TEXTE CHOISI
○ ○ ○ ○ ○ ○ ○
Meilleurs souvenirs de Guingamp

Guingamp, 3 minutes d'arrêt...Nous arrivons sous une petite pluie bretonne et prions Saint François que le temps soit clément pour le concert en plein air du lendemain, seul passage annuel de l'ange en France.

Jeudi 16 août 16H : nous sommes devant l'entrée du jardin public écoutant la voix d'Angelo répéter quelques morceaux de L'Infinitamente Piccolo. Personne d'autre que nous sur le trottoir, l'oreille collée contre les grilles, hélas bien cadenassées. Difficile d'escalader le mur, un peu trop haut pour qui n'a ni tenue ni forme olympiques. Nous trouvons une autre entrée à l'arrière gardée par des cerbères locaux, impossibles à attendrir. Nous partons noyer notre déception de fans dans le cidre, au milieu d'une foule de touristes anglais, allemands et italiens.

21h : enfin, on y est ! Nos prières ont été exaucées, pas de pluie, pas de vent. Les fervents du Maestro sont déjà aux premières loges assis sur l'herbe. Ambiance entre kermesse locale et Woodstock -d'assez loin quand même- la norme étant plutôt aux sandwich coca qu'aux joints et à la bière. Mais bon ! On s'installe pas loin de la buvette et le concert démarre avec en vedette américaine un très bon groupe de musique irlandaise : les Churchfitters, ce qui signifie " Sacristains ".Amusante coïncidence, relevée par un journaliste local, entre le porte- parole de Saint François et le nom de ce groupe...Un vent de mysticisme soufflerait-il sur Guingamp et son festival ? Les braillements d'une poignée de non-initiés accrochés à la buvette nous ramènent à la réalité : il est 22h30 et notre artiste bien-aimé n'a pas encore montré un centimètre de sa crinière.
○ ○ ○ ○ ○ ○ ○
MATÉRIEL DE L'EXERCICE

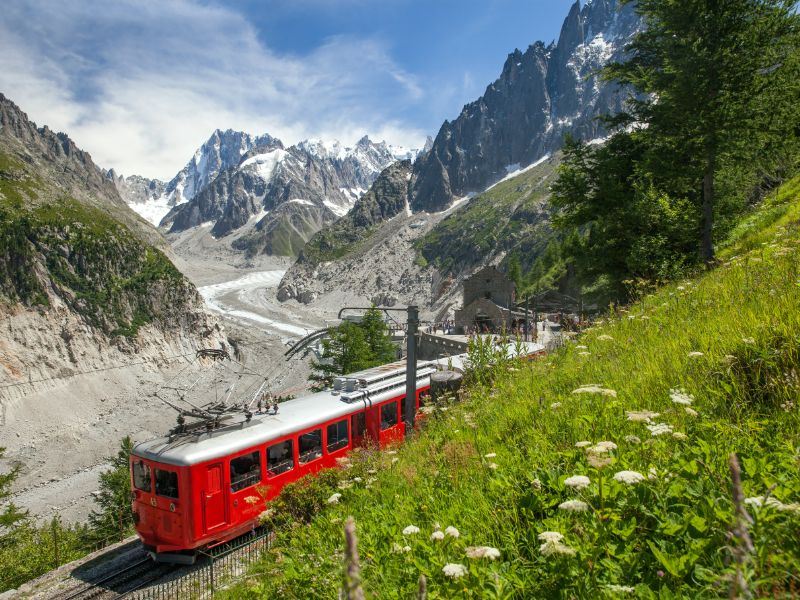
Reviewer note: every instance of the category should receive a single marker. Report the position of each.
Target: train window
○ ○ ○ ○ ○ ○ ○
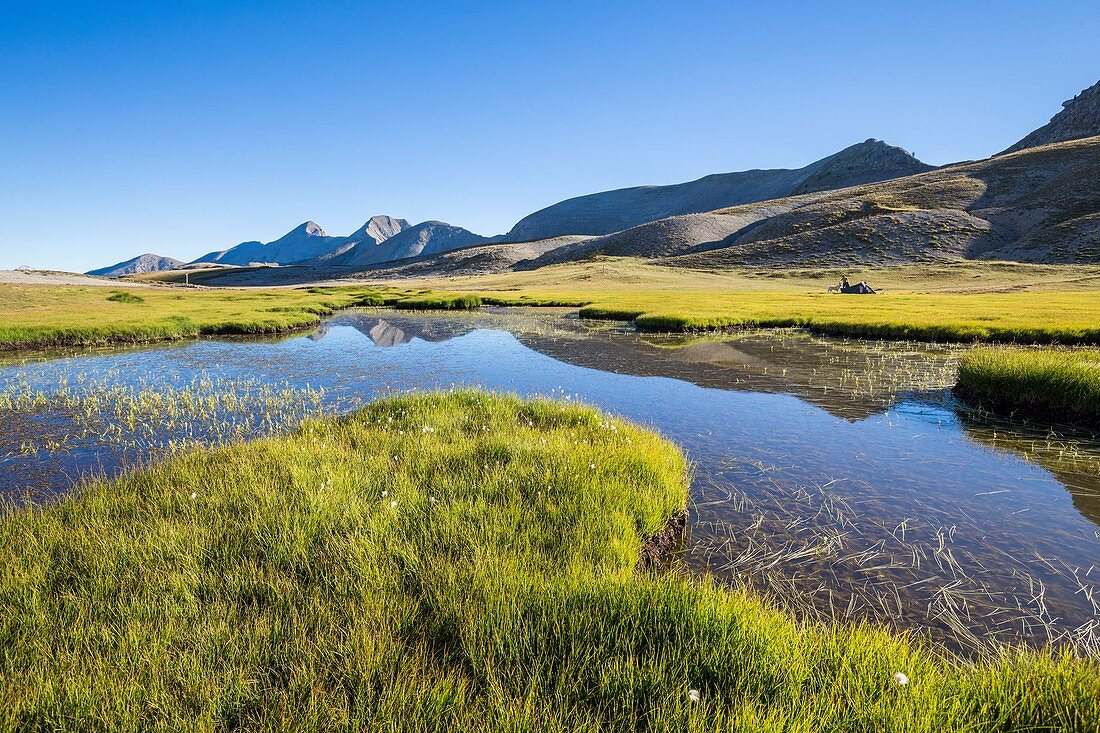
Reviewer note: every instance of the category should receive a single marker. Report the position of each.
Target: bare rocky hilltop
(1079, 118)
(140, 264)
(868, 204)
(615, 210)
○ ○ ○ ○ ○ ○ ○
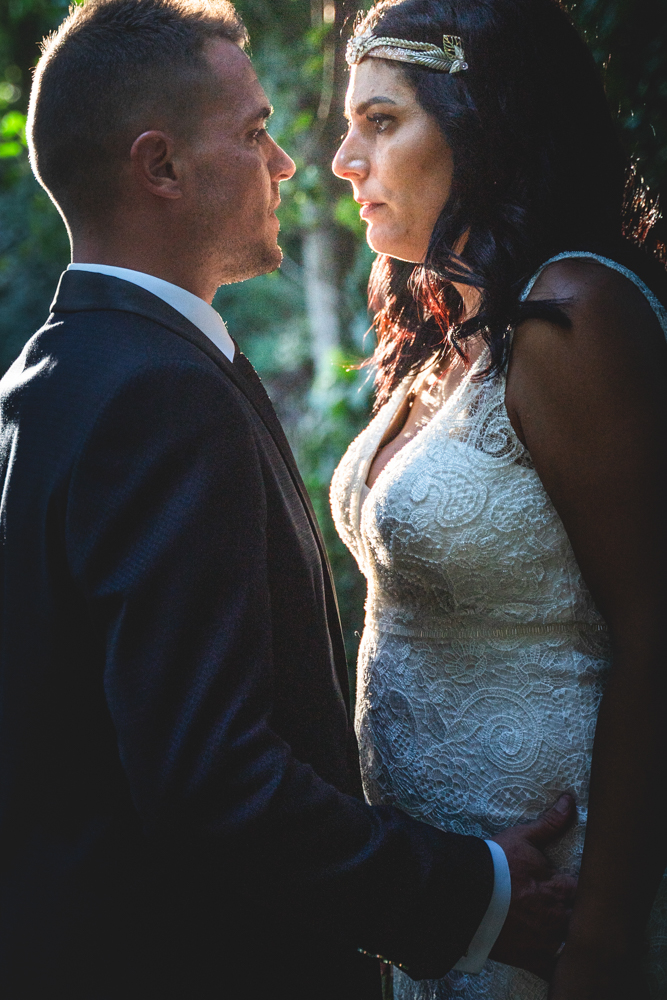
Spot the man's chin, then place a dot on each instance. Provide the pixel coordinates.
○ ○ ○ ○ ○ ○ ○
TRAVAIL DEMANDÉ
1. D'après le texte choisi, quel groupe ouvre le concert en vedette américaine ?
2. Indiquez le nombre de lignes des enregistrements qui contiennent la chaîne « Target ».

CORRIGÉ DE L'EXERCICE
1. Les Churchfitters, un groupe de musique irlandaise.

2. 2